Indeed, drawing comparisons to the wicked excess of those authors
gives Mr. Pierce more credit than is due; while those men were
at least glorious failures, his self-indulgent, pseudo-intellectual
half-jokes are, in terms of quality, more on the level of an
8th-grader with a well-thumbed copy of the Harvard Lampoon and
a fresh book of Mad Libs. One can take a certain solace from
the fact that, some 400 pages into the project, he seems to be
running out of ideas: at least he'll be forced at last to abandon
the misbegotten project before it becomes too tedious."
(Leonard A. Pierce, The Leonard A. Pierce Review of Books
and Booklike Media)
"Leonard A. Pierce's
newest offering, a watery broth of snippy criticism and self-flattering
diarrhea pretentiously (and awkwardly) titled The Leonard
A. Pierce Review of Books and Booklike Media Review: The Ludic
Log, by Leonard Pierce, begins with a heavy thud. It's not,
as one might hope, the sound of his bloated body falling to the
floor, thus sparing us the prospect of further pain, but rather
the resounding crunch of the weighty names he drops -- names
like Celine, Sterne and Joyce -- in hopes of impressing the reader.
What reader would be impressed by such ham-handed namechecking?
Perhaps the juveniles and perverts who come to his site looking
for middlebrow Shakespeare quotes, comic book marginalia or unambitious
pornography; certainly not an informed and lively reader. Not
that any such reader could be found wasting his or her time on
such drivel; his readership, such as it is, probably has trouble
grasping even the obvious jokes and dated pop-culture references
that make up the majority of his work. As literature, his review
is bad criticism; as bad criticsm, it's a hundred monkeys defecating
on a typewriter." (Leonard Pierce, The Ludic Log Reader's
Companion)

- GIVEN REQUEST 1 -
Quote the lines of the listing from the line containing "of the mustache" through the end of the listing, keeping both ends. Omit any pictures from your answer.
The review excerpt and the listing come from separate, unrelated sources.

Pointing dataset records
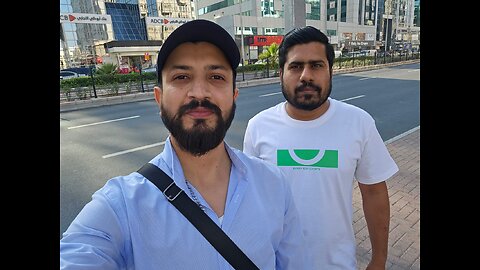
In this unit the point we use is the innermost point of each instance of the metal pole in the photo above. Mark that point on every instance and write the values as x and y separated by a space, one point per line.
93 82
241 34
141 77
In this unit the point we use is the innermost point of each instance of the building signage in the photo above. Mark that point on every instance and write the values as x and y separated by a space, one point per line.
165 21
85 18
359 43
263 40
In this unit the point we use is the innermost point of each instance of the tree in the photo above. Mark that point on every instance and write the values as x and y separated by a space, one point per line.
107 68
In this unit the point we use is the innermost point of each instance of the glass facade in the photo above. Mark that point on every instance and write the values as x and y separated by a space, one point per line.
314 10
126 21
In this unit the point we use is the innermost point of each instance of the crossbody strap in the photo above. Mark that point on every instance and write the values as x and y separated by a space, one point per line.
204 224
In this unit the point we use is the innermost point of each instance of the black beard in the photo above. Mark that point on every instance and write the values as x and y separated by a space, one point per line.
200 138
308 104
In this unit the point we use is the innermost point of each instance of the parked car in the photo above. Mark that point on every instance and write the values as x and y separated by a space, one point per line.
150 69
67 74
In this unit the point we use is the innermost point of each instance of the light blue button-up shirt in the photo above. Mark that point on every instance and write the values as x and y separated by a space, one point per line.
129 224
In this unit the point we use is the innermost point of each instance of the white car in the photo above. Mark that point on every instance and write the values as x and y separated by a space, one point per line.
66 74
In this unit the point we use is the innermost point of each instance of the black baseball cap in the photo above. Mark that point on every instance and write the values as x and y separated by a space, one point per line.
199 30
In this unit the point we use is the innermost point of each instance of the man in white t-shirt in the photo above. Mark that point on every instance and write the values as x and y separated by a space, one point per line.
323 145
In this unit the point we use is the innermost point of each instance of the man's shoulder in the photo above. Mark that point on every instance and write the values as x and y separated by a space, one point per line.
255 163
349 109
268 112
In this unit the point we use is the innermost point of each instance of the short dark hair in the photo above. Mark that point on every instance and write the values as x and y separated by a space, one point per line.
304 35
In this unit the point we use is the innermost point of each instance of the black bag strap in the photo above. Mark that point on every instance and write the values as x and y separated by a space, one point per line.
204 224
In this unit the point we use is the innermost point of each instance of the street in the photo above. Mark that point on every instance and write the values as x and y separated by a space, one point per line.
99 143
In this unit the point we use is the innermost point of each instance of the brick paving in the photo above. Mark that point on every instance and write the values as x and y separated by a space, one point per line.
404 192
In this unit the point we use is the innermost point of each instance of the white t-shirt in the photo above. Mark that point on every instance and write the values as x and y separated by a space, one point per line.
321 158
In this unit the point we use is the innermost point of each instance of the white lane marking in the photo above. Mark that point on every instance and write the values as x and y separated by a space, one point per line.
104 122
352 98
133 150
402 135
271 94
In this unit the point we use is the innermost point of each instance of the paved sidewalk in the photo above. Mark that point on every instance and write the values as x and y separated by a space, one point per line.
404 192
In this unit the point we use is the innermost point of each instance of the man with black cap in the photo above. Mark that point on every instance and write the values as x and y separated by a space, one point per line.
130 224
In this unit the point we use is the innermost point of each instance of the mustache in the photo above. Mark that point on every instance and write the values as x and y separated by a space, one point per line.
195 103
307 84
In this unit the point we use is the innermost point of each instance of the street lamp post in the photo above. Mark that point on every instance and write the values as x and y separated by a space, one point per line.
241 35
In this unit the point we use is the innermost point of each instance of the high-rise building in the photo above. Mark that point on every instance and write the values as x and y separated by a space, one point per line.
123 32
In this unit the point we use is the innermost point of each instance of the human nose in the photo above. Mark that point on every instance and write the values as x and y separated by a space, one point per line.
199 90
307 75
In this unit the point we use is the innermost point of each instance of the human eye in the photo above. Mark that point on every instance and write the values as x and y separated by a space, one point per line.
294 67
218 77
180 77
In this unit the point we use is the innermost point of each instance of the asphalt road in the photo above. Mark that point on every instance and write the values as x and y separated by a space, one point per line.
99 143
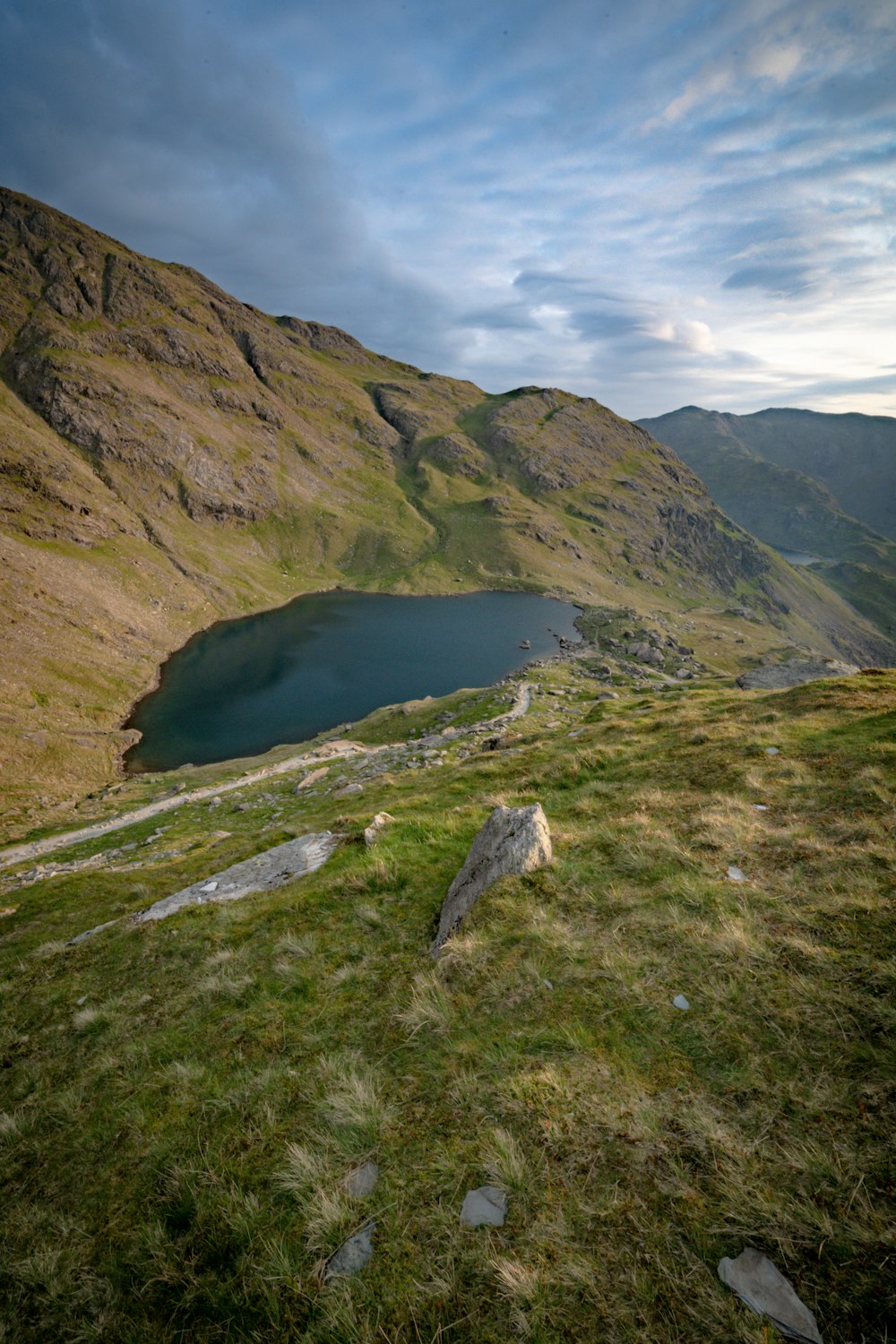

- GIVEN REQUEST 2 -
Print the review excerpt from "(Leonard A. Pierce, The" to "such ham-handed namechecking?" without altering a word.

- COMPLETE ANSWER 1 -
In this unit the point we use is the innermost point of each instance of the mustache in the photo above. Mark that point on every instance and write the values as x and y separated by a space, one point per line.
195 103
307 84
In this unit the point we use is the innermost point of each instance of the street lamp post in the photo above. Mark that point on every instance and write the values as x and y separated by a space, one point per line.
241 35
In this unit the point we use is the innermost point of each instance of the high-rise building in the photo above. Mark that point on every instance and write the values as x and y separated by a space, one point per line.
123 32
In this unit the point we use is the innermost point of each instance of the human nose in the photo above. Mark that point on every instance and write the values as x and y separated by a space, one point per line.
199 90
307 75
In this unit the point we use is the innermost point of each instance of the human eye in the photo above. Mark that point on every instance and write the values as x and y separated by a space, one point per line.
294 67
218 77
180 77
In this unit the point we use is the innermost point of each instance of the asphalt road in the photo above. Mark that point on every instance and write the values as x and y separated by a space, one point per line.
99 143

- COMPLETE ANSWER 2 -
(Leonard A. Pierce, The Leonard A. Pierce Review of Books
and Booklike Media)
"Leonard A. Pierce's
newest offering, a watery broth of snippy criticism and self-flattering
diarrhea pretentiously (and awkwardly) titled The Leonard
A. Pierce Review of Books and Booklike Media Review: The Ludic
Log, by Leonard Pierce, begins with a heavy thud. It's not,
as one might hope, the sound of his bloated body falling to the
floor, thus sparing us the prospect of further pain, but rather
the resounding crunch of the weighty names he drops -- names
like Celine, Sterne and Joyce -- in hopes of impressing the reader.
What reader would be impressed by such ham-handed namechecking?